-- START Data provided --

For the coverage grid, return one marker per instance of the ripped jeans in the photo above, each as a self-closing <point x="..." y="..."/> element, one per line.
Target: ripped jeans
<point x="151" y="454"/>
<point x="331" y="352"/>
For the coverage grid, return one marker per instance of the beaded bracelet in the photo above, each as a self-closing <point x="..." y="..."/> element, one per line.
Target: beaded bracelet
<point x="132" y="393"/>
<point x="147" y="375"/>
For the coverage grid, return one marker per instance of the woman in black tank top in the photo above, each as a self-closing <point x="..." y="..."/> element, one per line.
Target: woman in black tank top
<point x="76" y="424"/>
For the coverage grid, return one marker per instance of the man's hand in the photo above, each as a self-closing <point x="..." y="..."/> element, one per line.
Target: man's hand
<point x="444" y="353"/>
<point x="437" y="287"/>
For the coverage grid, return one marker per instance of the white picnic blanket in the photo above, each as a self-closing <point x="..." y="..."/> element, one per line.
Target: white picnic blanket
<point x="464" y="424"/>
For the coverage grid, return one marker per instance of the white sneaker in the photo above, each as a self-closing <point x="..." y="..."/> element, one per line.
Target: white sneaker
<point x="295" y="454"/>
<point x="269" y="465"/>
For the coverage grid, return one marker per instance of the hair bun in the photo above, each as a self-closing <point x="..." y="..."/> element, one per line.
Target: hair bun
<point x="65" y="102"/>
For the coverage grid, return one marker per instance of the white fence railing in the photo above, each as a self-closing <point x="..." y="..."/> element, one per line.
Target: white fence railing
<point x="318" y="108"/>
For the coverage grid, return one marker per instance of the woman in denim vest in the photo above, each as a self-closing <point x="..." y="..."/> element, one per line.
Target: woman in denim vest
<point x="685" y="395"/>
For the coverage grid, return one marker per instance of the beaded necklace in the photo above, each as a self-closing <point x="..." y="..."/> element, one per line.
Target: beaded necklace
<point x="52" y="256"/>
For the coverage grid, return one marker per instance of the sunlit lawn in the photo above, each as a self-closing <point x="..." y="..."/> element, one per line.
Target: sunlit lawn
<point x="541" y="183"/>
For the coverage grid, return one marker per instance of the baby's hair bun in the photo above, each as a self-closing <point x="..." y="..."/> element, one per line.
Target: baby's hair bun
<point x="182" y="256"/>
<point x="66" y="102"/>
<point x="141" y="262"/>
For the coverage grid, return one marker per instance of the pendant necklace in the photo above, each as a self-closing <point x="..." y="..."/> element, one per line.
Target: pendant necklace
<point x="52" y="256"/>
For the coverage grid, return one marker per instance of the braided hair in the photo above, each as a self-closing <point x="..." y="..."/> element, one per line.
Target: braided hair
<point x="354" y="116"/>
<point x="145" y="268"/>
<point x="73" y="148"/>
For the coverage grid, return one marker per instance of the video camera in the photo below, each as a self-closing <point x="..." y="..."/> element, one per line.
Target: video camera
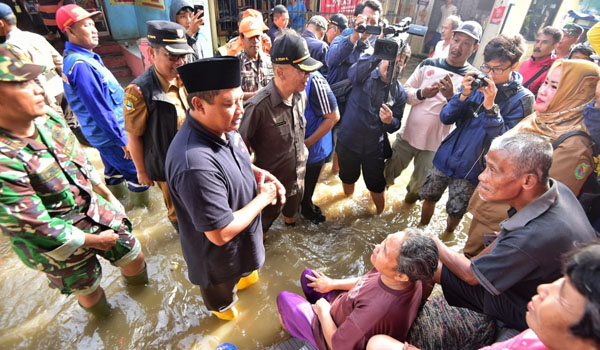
<point x="478" y="81"/>
<point x="391" y="45"/>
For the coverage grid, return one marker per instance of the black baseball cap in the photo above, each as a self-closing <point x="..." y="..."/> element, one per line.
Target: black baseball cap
<point x="339" y="20"/>
<point x="169" y="35"/>
<point x="292" y="49"/>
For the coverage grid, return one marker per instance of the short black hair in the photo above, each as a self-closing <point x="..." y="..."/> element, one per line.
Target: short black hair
<point x="279" y="10"/>
<point x="583" y="49"/>
<point x="375" y="5"/>
<point x="417" y="256"/>
<point x="504" y="48"/>
<point x="582" y="265"/>
<point x="555" y="33"/>
<point x="11" y="19"/>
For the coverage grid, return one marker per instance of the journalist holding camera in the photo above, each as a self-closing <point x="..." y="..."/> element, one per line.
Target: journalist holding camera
<point x="346" y="48"/>
<point x="487" y="106"/>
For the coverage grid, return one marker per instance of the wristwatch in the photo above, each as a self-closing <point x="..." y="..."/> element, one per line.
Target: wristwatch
<point x="493" y="111"/>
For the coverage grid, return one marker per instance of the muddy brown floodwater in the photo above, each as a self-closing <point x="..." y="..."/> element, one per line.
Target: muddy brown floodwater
<point x="169" y="312"/>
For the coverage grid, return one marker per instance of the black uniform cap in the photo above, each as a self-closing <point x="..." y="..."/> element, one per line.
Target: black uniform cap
<point x="292" y="49"/>
<point x="169" y="35"/>
<point x="215" y="73"/>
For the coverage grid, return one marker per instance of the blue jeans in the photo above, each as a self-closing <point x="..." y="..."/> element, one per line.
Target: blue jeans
<point x="118" y="169"/>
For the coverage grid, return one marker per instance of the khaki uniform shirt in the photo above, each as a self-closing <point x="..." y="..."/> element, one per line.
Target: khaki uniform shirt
<point x="136" y="112"/>
<point x="274" y="130"/>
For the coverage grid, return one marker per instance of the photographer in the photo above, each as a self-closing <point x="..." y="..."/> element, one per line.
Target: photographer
<point x="486" y="107"/>
<point x="191" y="17"/>
<point x="362" y="136"/>
<point x="429" y="87"/>
<point x="347" y="48"/>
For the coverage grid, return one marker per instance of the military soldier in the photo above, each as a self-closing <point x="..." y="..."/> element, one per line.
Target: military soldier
<point x="58" y="214"/>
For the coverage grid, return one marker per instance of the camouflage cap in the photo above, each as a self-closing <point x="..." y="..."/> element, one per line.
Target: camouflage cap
<point x="15" y="66"/>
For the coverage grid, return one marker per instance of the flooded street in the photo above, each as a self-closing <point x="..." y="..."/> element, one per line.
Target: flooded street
<point x="169" y="312"/>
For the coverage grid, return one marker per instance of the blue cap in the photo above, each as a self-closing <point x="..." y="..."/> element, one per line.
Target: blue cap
<point x="5" y="10"/>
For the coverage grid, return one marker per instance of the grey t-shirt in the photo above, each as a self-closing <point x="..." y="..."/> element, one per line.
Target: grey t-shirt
<point x="528" y="250"/>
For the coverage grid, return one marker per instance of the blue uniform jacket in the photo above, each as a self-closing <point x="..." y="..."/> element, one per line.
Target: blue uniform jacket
<point x="361" y="129"/>
<point x="342" y="54"/>
<point x="461" y="154"/>
<point x="95" y="96"/>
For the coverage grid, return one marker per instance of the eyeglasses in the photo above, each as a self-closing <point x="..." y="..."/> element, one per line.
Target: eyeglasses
<point x="496" y="70"/>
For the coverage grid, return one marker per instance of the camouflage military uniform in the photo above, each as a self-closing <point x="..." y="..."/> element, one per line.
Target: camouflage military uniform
<point x="47" y="205"/>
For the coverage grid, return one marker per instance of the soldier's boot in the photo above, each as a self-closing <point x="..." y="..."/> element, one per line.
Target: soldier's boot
<point x="175" y="225"/>
<point x="247" y="281"/>
<point x="140" y="279"/>
<point x="140" y="199"/>
<point x="228" y="314"/>
<point x="120" y="190"/>
<point x="101" y="309"/>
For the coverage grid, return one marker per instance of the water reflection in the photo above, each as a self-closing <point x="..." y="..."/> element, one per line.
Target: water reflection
<point x="169" y="313"/>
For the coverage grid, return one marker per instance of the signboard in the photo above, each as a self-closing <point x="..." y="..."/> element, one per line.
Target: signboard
<point x="497" y="15"/>
<point x="155" y="4"/>
<point x="338" y="6"/>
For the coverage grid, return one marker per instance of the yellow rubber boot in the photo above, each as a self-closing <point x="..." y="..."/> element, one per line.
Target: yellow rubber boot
<point x="228" y="314"/>
<point x="249" y="280"/>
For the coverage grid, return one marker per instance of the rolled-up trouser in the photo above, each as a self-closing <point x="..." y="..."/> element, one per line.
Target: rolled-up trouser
<point x="81" y="273"/>
<point x="118" y="169"/>
<point x="402" y="154"/>
<point x="289" y="209"/>
<point x="459" y="192"/>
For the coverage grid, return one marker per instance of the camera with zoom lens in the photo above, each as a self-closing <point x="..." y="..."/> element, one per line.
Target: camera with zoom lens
<point x="478" y="81"/>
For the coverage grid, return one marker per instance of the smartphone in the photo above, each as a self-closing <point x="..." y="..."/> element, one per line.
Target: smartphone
<point x="199" y="8"/>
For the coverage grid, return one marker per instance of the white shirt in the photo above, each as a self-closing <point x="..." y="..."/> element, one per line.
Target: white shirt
<point x="441" y="51"/>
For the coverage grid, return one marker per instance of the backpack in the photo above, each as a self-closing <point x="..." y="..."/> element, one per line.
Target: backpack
<point x="589" y="197"/>
<point x="341" y="90"/>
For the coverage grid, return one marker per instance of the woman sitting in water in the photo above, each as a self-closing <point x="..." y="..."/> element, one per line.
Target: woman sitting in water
<point x="559" y="108"/>
<point x="563" y="315"/>
<point x="344" y="314"/>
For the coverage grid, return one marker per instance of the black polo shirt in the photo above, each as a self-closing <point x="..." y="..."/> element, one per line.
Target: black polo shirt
<point x="209" y="179"/>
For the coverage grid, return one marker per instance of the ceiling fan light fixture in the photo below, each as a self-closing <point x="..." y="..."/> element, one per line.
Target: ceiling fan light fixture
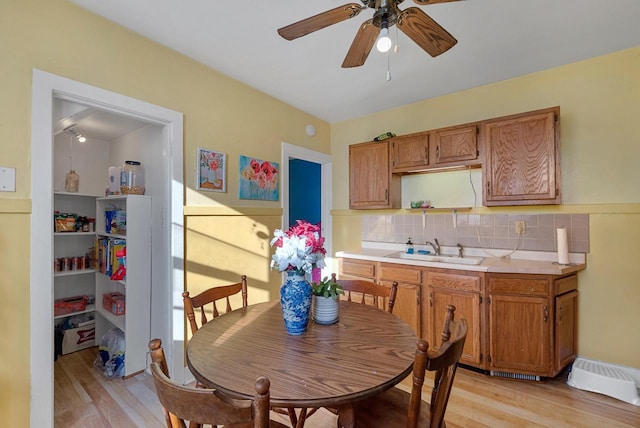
<point x="384" y="41"/>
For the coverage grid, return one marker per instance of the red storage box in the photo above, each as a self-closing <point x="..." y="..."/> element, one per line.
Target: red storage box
<point x="69" y="305"/>
<point x="114" y="303"/>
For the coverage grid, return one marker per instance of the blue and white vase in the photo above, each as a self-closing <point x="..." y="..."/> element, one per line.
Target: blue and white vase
<point x="295" y="299"/>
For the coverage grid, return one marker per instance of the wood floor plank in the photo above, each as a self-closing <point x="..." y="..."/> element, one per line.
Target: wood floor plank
<point x="86" y="398"/>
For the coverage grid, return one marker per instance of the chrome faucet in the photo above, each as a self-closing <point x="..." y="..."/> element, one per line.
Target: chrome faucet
<point x="436" y="247"/>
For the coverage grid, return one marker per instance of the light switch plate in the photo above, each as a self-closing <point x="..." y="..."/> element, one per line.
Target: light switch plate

-- END Data provided --

*Given instruction*.
From the line that contains "of the wood" down to the last line of the listing above, repeat each line exactly, and include nothing else.

*Exercise result*.
For the coverage grid, return one marker per instance of the wood floor plank in the photo above, each as a self-closing <point x="..." y="..."/> element, one per line.
Target: wood floor plank
<point x="86" y="398"/>
For the coverage grid, return one marker per instance of the chrome faucet in the photo above, each as a self-closing <point x="..." y="..."/> element, one per line.
Target: chrome faucet
<point x="436" y="247"/>
For the coverage grid, return one marker per instance of the light switch plate in the photo above, each as a self-closing <point x="..." y="..."/> element, one per line.
Target: light switch plate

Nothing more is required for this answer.